## Brano fornito
==================================================
L’ARTE DEL CENTRAVANTI
Una delle migliori e più evidenti qualità di Shearer è stata, a mio avviso, la sua mirabile capacità di sintetizzare semplicità stilistica ed efficacia nelle giocate. Per questo è da molti considerato il modello perfetto del centravanti british. La naturalezza con cui era solito andare in gol era la genuinità con cui poi era solito festeggiare. La sua era una celebrazione spontanea di un momento gioioso più che un’esultanza identificante: quel braccio alzato al cielo ha segnato un’epoca, in un puro e incosciente gesto di normalizzazione di gesta sportive oggettivamente straordinarie. Shearer è stato il primo e, forse, ancora unico campione assoluto del calcio moderno a saper stare al passo coi tempi, pur comportandosi all’antica. Eroe in bianco(e)nero che ha influenzato almeno un paio di generazioni di tifosi e ha ispirato tanti apprendisti attaccanti, inglesi e non solo.
==================================================
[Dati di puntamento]
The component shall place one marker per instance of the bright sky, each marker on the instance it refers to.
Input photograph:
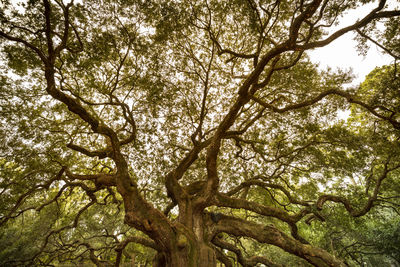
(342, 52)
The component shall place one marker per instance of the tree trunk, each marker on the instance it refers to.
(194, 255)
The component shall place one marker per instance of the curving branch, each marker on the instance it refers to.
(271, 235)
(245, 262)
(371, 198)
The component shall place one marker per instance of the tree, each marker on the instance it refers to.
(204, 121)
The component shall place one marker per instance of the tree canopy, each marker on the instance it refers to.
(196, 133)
==================================================
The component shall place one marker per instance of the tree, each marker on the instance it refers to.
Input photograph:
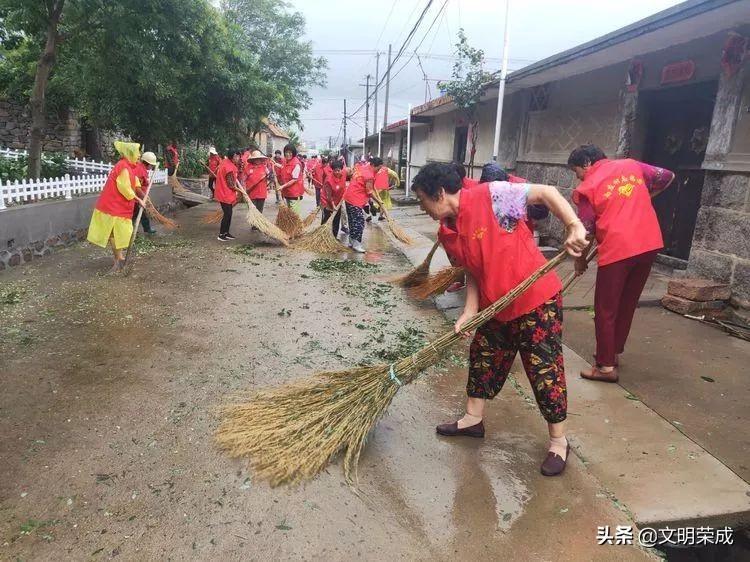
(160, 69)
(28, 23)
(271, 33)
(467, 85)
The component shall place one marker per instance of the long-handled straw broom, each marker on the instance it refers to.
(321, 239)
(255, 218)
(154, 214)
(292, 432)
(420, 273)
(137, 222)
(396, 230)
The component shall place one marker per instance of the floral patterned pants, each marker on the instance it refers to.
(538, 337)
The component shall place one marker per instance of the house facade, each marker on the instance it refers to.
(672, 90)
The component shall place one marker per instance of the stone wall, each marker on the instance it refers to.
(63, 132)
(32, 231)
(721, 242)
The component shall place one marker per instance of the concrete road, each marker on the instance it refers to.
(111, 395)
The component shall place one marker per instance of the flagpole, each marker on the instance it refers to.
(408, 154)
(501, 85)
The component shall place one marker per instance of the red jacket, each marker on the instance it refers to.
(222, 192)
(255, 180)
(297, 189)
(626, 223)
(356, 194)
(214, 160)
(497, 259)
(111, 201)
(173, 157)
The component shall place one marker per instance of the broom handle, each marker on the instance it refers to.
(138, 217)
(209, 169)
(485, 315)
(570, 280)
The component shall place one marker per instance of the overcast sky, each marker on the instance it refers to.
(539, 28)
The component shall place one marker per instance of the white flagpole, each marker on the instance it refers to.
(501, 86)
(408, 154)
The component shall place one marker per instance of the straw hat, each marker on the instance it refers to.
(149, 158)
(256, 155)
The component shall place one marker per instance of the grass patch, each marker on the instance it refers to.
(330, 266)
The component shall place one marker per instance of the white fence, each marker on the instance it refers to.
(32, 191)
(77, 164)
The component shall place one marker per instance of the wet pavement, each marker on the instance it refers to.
==================================================
## Cosa fare
1) Nel brano su Shearer, quale gesto con cui festeggiava i gol viene detto che ha segnato un'epoca?
2) Riscrivi dall'elenco, senza cambiare nulla, il tratto che va dalla riga contenente "of the long-handled" fino alla riga contenente "The component shall place one marker per instance of the wet", entrambe incluse.
L'elenco non ha alcun legame con il brano.

## Risultati attesi
1) Il braccio alzato al cielo.

2)
The component shall place one marker per instance of the long-handled straw broom, each marker on the instance it refers to.
(321, 239)
(255, 218)
(154, 214)
(292, 432)
(420, 273)
(137, 222)
(396, 230)
The component shall place one marker per instance of the floral patterned pants, each marker on the instance it refers to.
(538, 337)
The component shall place one marker per instance of the house facade, each marker on the instance it refers to.
(672, 90)
The component shall place one marker per instance of the stone wall, each marker on the instance it refers to.
(63, 132)
(32, 231)
(721, 242)
The component shall place one marker per instance of the concrete road, each marker on the instance it refers to.
(111, 395)
The component shall place one marker per instance of the flagpole, each marker on the instance it refers to.
(408, 154)
(501, 85)
The component shall place one marker per instance of the red jacket, each marker on the instance it refers to.
(222, 192)
(255, 180)
(297, 189)
(626, 223)
(356, 194)
(214, 160)
(497, 259)
(111, 201)
(173, 157)
The component shall place one marker per instance of the broom handle, each marker on the instance it refers to.
(138, 217)
(209, 169)
(485, 315)
(570, 280)
The component shall place one marker per instance of the overcast sky, each marker on the instance it refers to.
(539, 28)
The component shall place one marker per instance of the white flagpole, each marker on the instance it refers to.
(501, 86)
(408, 154)
The component shall place one marker per instance of the straw hat, each marker on the instance it refers to.
(149, 158)
(256, 155)
The component shall place one marker per instance of the grass patch, each marker on the instance it refers to.
(330, 266)
The component shall place one marker per instance of the white fence, each marker on the instance it refers to.
(32, 191)
(77, 164)
The component shall place one marker per instance of the wet pavement, each marker on the instance it refers to.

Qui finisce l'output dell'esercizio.